*** Opening of Exercise text ***

Research in this field is distinguished from applied data science in seeking to use mathematical thinking to resolve an extended family of related problems. Examples of areas falling within the remit of the SIG include (but are of course not limited to!) time series analysis, classical biostatistics, experimental design, causal inference, machine learning, and extreme value theory.
Daniel Gartner, School of Mathematics - Healthcare analytics
The Healthcare Analytics SIG seeks to improve the understanding of the role that data innovation plays in health care systems around the globe.
Through this understanding the SIG will identify data science techniques that contribute to the efficient and effective delivery of quality care.
The SIG will foster collaborations in research and facilitate training and dialog among key health care stakeholders, including researchers, health care providers, decision-makers, policy-makers, and patients.
Dawn Knight, School of English, Communication and Philosophy - Corpus, discourse and text analysis
This SIG focuses on the development, use and applications of corpus-based methodologies, including:
- Development and applications of NLP and corpus methodologies in real-world contexts
- This SIG focuses on the development, use and applications of corpus-based methodologies, and their integration with NLP approaches, including:
- New methods and techniques in corpus development, annotation, visualisation and analysis
- New tools and techniques developed in corpus-based computational linguistics and NLP
- Critical explorations of existing measures and methods in corpus linguistics, and their integration with NLP approaches
- Advances in quantitative techniques for corpus exploration
Of interest, Dawn is currently organising the International Corpus Linguistics conference: an event which requires input from a range of different researchers to ask specific research questions of a particular dataset, and how it can be approached, providing multiple perspectives of the same stimulus, will be announced in due course.

*** Close of Exercise text ***
*** Opening of Supplied material ***

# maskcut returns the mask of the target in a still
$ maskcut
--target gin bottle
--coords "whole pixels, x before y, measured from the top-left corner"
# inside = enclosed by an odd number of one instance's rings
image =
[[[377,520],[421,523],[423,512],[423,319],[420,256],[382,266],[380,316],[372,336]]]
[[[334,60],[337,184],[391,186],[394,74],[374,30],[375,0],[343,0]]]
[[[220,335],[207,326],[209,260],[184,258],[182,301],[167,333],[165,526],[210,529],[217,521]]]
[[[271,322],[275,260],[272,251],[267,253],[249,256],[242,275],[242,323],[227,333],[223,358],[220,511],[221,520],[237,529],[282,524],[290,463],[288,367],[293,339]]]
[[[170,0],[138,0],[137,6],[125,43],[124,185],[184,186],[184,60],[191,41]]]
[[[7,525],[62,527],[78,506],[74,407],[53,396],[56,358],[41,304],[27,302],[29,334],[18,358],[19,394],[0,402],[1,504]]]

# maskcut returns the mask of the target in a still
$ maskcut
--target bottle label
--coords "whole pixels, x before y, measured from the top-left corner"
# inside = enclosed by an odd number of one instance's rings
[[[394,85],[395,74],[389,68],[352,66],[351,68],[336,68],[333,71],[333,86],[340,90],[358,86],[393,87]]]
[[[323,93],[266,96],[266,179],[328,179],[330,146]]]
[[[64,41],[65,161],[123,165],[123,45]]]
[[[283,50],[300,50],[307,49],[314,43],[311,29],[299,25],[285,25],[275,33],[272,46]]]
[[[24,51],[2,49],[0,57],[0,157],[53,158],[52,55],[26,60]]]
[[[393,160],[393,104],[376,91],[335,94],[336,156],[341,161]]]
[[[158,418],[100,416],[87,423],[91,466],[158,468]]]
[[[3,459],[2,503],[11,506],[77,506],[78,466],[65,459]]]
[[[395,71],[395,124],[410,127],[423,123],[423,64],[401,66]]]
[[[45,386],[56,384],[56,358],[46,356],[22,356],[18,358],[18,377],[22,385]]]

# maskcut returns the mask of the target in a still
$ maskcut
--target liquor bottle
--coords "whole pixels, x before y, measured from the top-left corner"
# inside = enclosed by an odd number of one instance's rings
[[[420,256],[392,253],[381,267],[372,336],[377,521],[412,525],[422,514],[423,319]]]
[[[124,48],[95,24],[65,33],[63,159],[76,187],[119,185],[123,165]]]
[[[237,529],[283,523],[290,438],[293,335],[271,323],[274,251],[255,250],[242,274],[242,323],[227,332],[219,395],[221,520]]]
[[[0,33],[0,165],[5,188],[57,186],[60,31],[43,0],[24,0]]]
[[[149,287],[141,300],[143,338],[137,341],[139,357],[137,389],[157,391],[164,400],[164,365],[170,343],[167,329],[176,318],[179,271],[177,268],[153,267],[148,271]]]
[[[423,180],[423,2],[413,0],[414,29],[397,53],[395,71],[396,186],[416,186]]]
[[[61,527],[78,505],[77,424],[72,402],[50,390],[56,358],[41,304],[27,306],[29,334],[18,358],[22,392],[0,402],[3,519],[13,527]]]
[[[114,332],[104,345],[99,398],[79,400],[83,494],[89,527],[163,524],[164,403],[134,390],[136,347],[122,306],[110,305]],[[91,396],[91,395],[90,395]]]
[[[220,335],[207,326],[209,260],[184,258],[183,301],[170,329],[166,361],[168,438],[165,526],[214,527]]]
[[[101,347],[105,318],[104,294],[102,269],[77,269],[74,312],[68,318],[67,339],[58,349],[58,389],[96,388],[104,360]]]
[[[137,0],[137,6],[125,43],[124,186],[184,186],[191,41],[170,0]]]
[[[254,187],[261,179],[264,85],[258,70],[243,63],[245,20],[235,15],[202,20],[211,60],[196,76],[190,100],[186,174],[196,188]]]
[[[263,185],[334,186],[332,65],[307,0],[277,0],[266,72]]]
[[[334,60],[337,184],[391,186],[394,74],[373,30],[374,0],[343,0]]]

*** Close of Supplied material ***

Work order 1 >>
Answer these questions from the SIG descriptions:
(a) What is research in the first field distinguished from?
(b) Which school is Daniel Gartner part of?
(c) Which conference is Dawn Knight currently organizing?
Work order 2 >>
Echo the part of the SIG descriptions starting at "Daniel Gartner, School" and ending at "around the globe.".
The rows were taken from a separate source.

Task response 1 >>
(a) Applied data science.
(b) The School of Mathematics.
(c) The International Corpus Linguistics conference.

Task response 2 >>
Daniel Gartner, School of Mathematics - Healthcare analytics
The Healthcare Analytics SIG seeks to improve the understanding of the role that data innovation plays in health care systems around the globe.